[Start of INFORMATION GIVEN]

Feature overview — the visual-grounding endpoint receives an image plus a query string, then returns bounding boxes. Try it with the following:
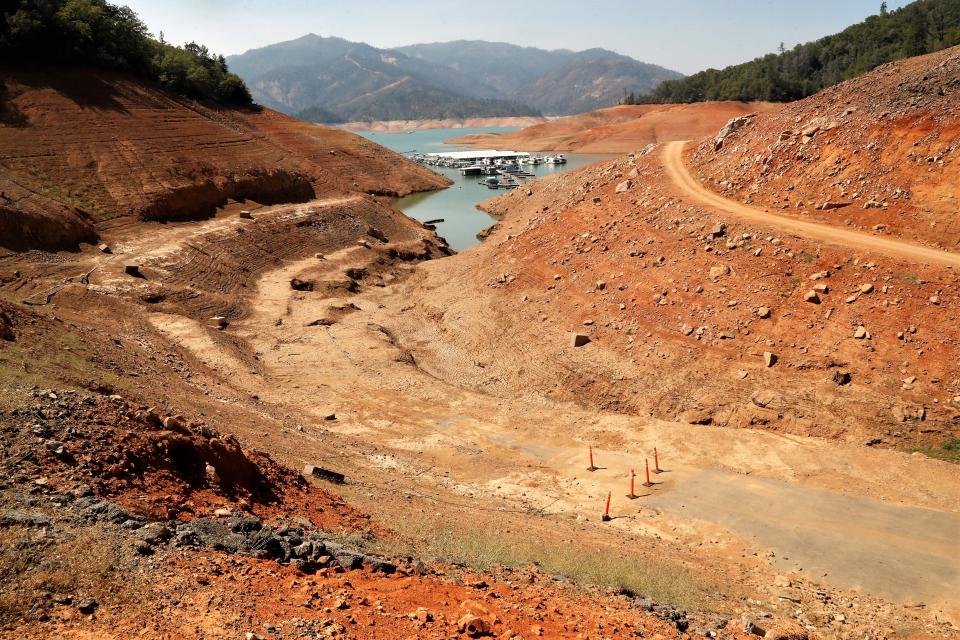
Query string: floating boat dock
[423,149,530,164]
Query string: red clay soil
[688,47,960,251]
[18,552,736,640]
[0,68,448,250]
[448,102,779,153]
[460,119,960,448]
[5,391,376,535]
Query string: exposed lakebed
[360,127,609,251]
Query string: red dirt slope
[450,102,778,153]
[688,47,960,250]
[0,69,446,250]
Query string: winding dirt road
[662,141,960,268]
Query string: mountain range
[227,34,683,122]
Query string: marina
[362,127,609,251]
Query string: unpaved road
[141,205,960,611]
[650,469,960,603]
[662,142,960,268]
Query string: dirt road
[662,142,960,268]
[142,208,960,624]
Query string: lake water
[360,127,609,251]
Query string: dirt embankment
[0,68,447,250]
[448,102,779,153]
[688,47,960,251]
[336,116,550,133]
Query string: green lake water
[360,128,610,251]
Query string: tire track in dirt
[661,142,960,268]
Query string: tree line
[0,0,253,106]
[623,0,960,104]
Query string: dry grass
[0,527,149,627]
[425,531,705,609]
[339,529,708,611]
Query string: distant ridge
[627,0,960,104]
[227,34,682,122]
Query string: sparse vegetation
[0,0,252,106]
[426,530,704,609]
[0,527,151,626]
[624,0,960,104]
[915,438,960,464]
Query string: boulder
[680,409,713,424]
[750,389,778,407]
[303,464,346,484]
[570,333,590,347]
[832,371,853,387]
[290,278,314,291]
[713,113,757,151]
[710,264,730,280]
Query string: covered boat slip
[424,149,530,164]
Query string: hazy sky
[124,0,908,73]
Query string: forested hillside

[End of INFORMATION GIVEN]
[Start of INFORMATION GIVEN]

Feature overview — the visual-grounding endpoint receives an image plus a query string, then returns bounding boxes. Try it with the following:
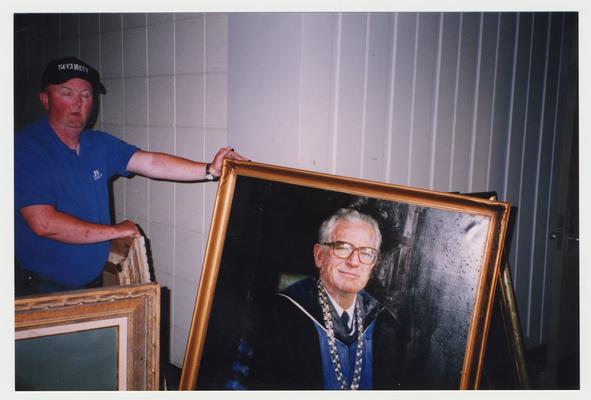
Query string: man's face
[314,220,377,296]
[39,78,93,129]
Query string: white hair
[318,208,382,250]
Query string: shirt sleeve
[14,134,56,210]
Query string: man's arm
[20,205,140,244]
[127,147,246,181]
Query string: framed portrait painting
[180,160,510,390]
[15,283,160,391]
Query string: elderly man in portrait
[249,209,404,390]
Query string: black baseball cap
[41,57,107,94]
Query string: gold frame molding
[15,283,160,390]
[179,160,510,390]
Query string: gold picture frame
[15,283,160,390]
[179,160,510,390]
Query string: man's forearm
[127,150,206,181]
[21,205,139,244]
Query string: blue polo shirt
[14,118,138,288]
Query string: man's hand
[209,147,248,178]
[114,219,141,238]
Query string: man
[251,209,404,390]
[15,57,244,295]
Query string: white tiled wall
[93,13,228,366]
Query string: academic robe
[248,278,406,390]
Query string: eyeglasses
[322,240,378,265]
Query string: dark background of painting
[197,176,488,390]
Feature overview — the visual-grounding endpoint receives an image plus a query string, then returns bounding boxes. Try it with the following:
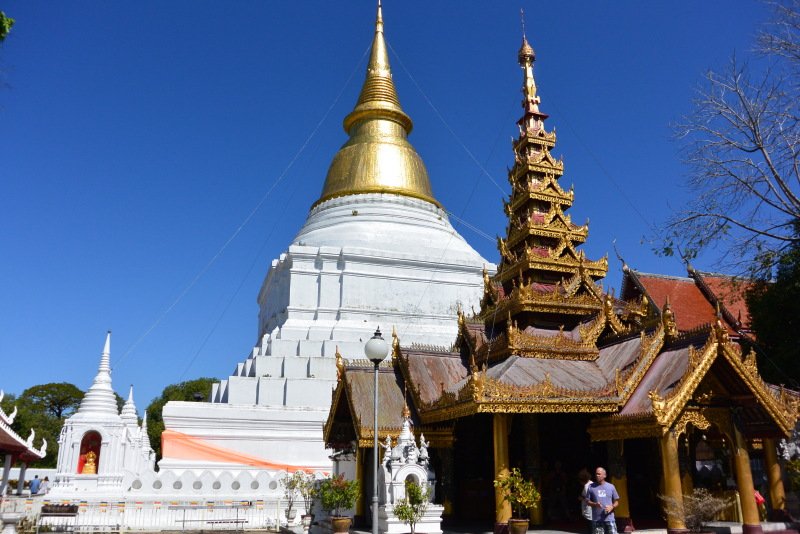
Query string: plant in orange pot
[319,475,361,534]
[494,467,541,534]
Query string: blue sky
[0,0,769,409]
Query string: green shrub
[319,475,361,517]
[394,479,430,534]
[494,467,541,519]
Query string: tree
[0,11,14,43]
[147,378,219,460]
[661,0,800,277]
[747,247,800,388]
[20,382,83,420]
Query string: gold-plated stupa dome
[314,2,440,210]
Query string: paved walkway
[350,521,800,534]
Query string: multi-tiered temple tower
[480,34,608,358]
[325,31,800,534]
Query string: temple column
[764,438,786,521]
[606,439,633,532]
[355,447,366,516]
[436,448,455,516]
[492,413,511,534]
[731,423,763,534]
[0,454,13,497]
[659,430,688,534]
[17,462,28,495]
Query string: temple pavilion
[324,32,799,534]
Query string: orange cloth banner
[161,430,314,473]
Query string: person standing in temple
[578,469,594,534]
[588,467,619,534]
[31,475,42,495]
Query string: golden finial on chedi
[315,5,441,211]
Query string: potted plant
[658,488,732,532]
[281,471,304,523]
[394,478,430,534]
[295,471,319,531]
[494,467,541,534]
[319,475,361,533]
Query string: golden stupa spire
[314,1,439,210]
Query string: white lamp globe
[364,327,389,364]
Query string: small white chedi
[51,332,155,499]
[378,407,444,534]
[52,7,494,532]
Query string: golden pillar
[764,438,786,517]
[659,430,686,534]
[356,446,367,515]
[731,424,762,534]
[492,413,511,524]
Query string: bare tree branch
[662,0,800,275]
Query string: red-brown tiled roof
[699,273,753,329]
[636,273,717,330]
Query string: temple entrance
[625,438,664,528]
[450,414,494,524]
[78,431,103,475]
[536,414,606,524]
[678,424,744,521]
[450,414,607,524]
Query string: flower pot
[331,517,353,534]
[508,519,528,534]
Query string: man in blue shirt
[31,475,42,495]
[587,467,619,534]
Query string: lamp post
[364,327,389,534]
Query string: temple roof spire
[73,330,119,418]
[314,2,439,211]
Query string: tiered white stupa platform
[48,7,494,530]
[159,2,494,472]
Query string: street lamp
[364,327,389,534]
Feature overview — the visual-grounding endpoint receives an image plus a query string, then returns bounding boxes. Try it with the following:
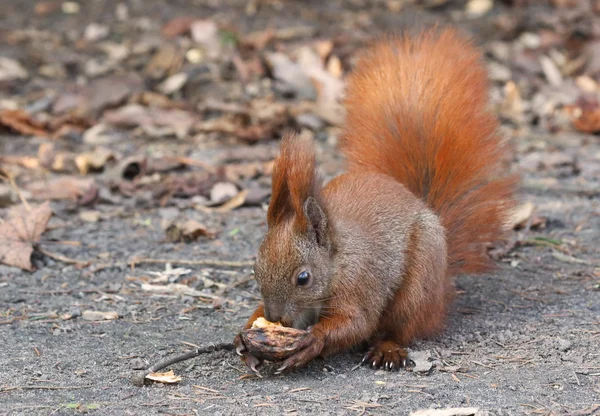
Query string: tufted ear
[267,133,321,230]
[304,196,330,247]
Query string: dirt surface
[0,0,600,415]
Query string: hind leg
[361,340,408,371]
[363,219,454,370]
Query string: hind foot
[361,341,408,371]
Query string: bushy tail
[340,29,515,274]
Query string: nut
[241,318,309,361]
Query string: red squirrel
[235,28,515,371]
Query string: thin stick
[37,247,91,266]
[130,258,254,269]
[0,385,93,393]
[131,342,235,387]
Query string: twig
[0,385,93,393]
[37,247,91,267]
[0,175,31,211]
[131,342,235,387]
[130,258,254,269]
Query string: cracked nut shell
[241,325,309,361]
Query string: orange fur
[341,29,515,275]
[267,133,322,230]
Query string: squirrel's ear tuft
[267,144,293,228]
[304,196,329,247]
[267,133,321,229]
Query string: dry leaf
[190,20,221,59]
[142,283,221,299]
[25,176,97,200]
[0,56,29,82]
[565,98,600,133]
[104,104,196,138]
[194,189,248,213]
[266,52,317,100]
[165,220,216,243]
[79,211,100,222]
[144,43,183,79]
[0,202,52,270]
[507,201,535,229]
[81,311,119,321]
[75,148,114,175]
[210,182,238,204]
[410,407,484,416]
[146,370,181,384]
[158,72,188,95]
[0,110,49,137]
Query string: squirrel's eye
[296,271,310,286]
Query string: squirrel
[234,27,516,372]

[End of INFORMATION GIVEN]

### SHORT TASK
Turn the listing lines, starting at the one containing "Query string: dark background of painting" and ending at the one containing "[315,5,441,211]", into a Markdown table with the columns Row and Listing line, skipping blank lines. Leave the pictures out.

### TASK RESULT
| Row | Listing line |
|---|---|
| 1 | Query string: dark background of painting |
| 2 | [197,176,488,390] |
| 3 | Feature overview — the visual-grounding endpoint receives an image plus a query string, then returns bounding boxes. Try it with the following: |
| 4 | Query string: plant in orange pot |
| 5 | [319,475,361,534] |
| 6 | [494,467,541,534] |
| 7 | Query string: blue sky |
| 8 | [0,0,769,409] |
| 9 | Query string: green shrub |
| 10 | [319,475,361,517] |
| 11 | [394,479,430,534] |
| 12 | [494,467,541,519] |
| 13 | Query string: tree |
| 14 | [0,11,14,43] |
| 15 | [147,378,219,460] |
| 16 | [661,0,800,277] |
| 17 | [747,247,800,388] |
| 18 | [20,382,83,420] |
| 19 | Query string: gold-plated stupa dome |
| 20 | [314,2,440,210] |
| 21 | Query string: paved walkway |
| 22 | [350,521,800,534] |
| 23 | Query string: multi-tiered temple tower |
| 24 | [480,34,608,358] |
| 25 | [325,31,800,534] |
| 26 | Query string: temple column |
| 27 | [764,438,786,521] |
| 28 | [606,439,633,532] |
| 29 | [355,447,366,516] |
| 30 | [436,448,455,516] |
| 31 | [492,413,511,534] |
| 32 | [731,423,763,534] |
| 33 | [0,454,13,497] |
| 34 | [659,430,688,534] |
| 35 | [17,462,28,495] |
| 36 | Query string: temple pavilion |
| 37 | [324,32,799,534] |
| 38 | Query string: orange cloth banner |
| 39 | [161,430,314,473] |
| 40 | Query string: person standing in temple |
| 41 | [578,469,594,534] |
| 42 | [588,467,619,534] |
| 43 | [31,475,42,495] |
| 44 | Query string: golden finial on chedi |
| 45 | [315,5,441,211] |